The Debtors filed an amended Chapter 11 plan that incorporates as its Paragraph 2.08.5 the language set forth above. The amended plan also incorporates other required language from the Agreed Order. The bankruptcy court confirmed the amended plan (the “Confirmed Plan”).
The Agreed Order and Confirmed Plan address details regarding the sale of the properties listed in Paragraph 2.08.5 of the Confirmed Plan, including contingencies that could arise, such as disagreement about price. In addition, the Agreed Order and Confirmed Plan make separate provisions for times when the Bank may file ex parte motions for relief from the automatic stay for the Debtor's failure to comply with their other obligations under the Confirmed Plan, such as failure by the Debtors to keep tax and insurance on various properties current.
The one year period in the Agreed Order and in Paragraph 2.08.5 of the Confirmed Plan expired without a sale of the properties and the Debtors did not convey the properties to the Bank. Thereafter, the Bank filed a “Petition” with the bankruptcy court, seeking an order directing the Debtors to convey the properties to the Bank. The Debtors objected to the Bank's Petition. After a hearing, the bankruptcy court stated its position on the record and in a written order dated August 31, 2012 (the “August 31, 2012 Order”), noting that the evidence produced at the hearing showed that the Debtors had not cooperated with the Bank's efforts to market and sell the properties and that the properties had not been sold. The bankruptcy court interpreted the phrase “abandon the properties to Centennial Bank” used in the Agreed Order and in Paragraph 2.08.5 of the Confirmed Plan and enforced its Agreed Order and Confirmed Plan. The Debtors were required to “execute the necessary documents to convey to Centennial the parcels of real property referred to in the ... Agreed Order, and included in Paragraph 2.08.5 of the Debtor's confirmed Chapter 11 plan.”

## [DATASET RECORDS]
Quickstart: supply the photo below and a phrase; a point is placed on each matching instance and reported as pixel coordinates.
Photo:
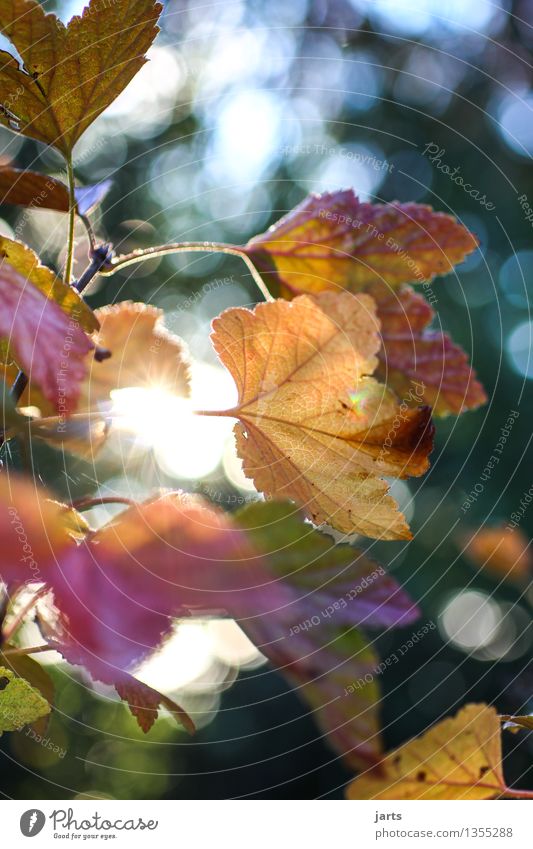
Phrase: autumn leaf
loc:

--

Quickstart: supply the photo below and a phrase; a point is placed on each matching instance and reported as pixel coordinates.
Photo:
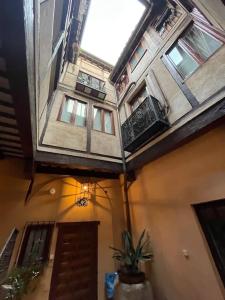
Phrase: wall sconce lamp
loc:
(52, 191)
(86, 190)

---

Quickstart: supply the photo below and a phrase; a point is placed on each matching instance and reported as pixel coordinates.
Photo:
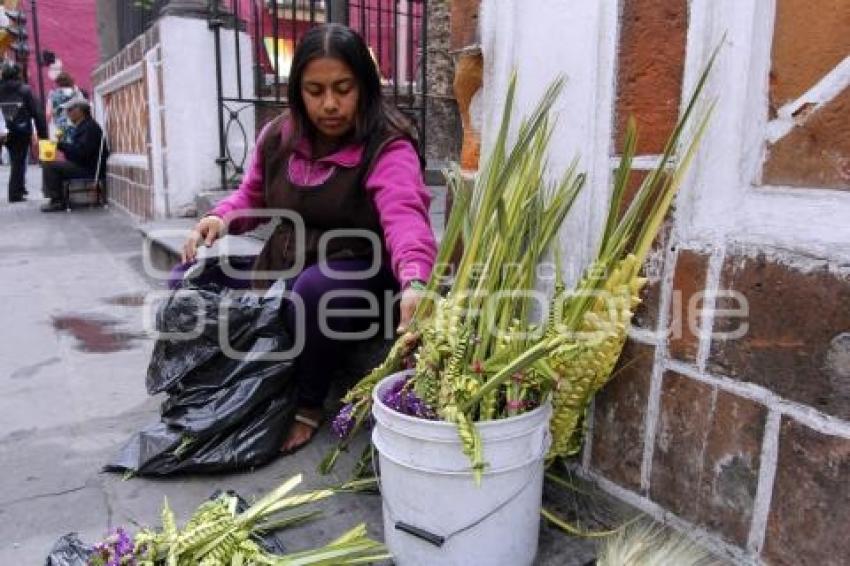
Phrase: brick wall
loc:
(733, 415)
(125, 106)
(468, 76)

## [REQUIRED TASKS]
**1.** Print the part of the bankruptcy court excerpt that opens with the words containing "The Debtors filed" and closes with "various properties current.".
**2.** Rewrite more briefly the paragraph of the bankruptcy court excerpt that begins "The Agreed Order and Confirmed Plan address details," keeping its main facts.

## [TASK RESULTS]
**1.**
The Debtors filed an amended Chapter 11 plan that incorporates as its Paragraph 2.08.5 the language set forth above. The amended plan also incorporates other required language from the Agreed Order. The bankruptcy court confirmed the amended plan (the “Confirmed Plan”).
The Agreed Order and Confirmed Plan address details regarding the sale of the properties listed in Paragraph 2.08.5 of the Confirmed Plan, including contingencies that could arise, such as disagreement about price. In addition, the Agreed Order and Confirmed Plan make separate provisions for times when the Bank may file ex parte motions for relief from the automatic stay for the Debtor's failure to comply with their other obligations under the Confirmed Plan, such as failure by the Debtors to keep tax and insurance on various properties current.

**2.** The Agreed Order and Confirmed Plan govern the sale of the properties listed in Paragraph 2.08.5, including contingencies such as a disagreement about price. They also separately allow the Bank to file ex parte motions for relief from the automatic stay if the Debtors fail to meet their other obligations under the plan, such as keeping tax and insurance on various properties current.